ASSIGNMENT>
Where an entry contains a picture, omit the picture and repeat the rest exactly.

[Opening STUDY MATERIAL section]

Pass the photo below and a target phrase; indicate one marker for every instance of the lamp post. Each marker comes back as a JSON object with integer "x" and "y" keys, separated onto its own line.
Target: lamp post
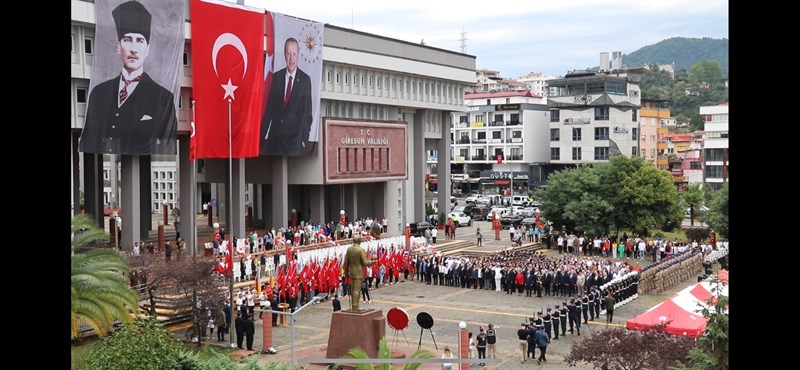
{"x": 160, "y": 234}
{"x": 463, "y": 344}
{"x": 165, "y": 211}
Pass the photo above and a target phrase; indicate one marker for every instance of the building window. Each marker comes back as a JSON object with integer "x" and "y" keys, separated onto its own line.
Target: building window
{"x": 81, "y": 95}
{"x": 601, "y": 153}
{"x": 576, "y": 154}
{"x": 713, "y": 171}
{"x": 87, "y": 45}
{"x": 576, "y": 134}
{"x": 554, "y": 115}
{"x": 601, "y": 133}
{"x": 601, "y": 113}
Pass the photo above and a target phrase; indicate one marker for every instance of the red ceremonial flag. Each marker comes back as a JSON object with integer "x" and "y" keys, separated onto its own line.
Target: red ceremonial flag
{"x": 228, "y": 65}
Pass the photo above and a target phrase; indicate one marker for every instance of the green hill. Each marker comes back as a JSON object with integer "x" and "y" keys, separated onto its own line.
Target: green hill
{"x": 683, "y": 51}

[Closing STUDY MATERIAL section]

PROBLEM SOLUTION>
Pass the photo below and a target phrase; indicate one marker for every instance of the lamp post. Each marker comes back as a JSON object with integer "x" and "y" keys, separated onto its own line.
Target: lamp post
{"x": 160, "y": 234}
{"x": 463, "y": 344}
{"x": 165, "y": 211}
Pass the photo above and a target phrase; indicate one marker for every instance of the building window. Each marker comes back as a JSON object with integer "x" and "y" keys, separated onto its own line.
Target: building window
{"x": 81, "y": 95}
{"x": 601, "y": 153}
{"x": 576, "y": 154}
{"x": 713, "y": 171}
{"x": 87, "y": 45}
{"x": 576, "y": 134}
{"x": 554, "y": 115}
{"x": 601, "y": 133}
{"x": 601, "y": 113}
Pass the photo above and a target phrase; indicate one marker for every instance of the red ceremonial flag. Each marker comes back as a JSON object with integer "x" and "y" keys, separated onto its own line.
Target: red ceremonial flag
{"x": 228, "y": 65}
Pass the photo above and a target phrase; indicate one marker for every instance of the green hill. Each marker comes back as a JSON object with integer "x" and "y" keys, separated onto its own line.
Target: green hill
{"x": 683, "y": 51}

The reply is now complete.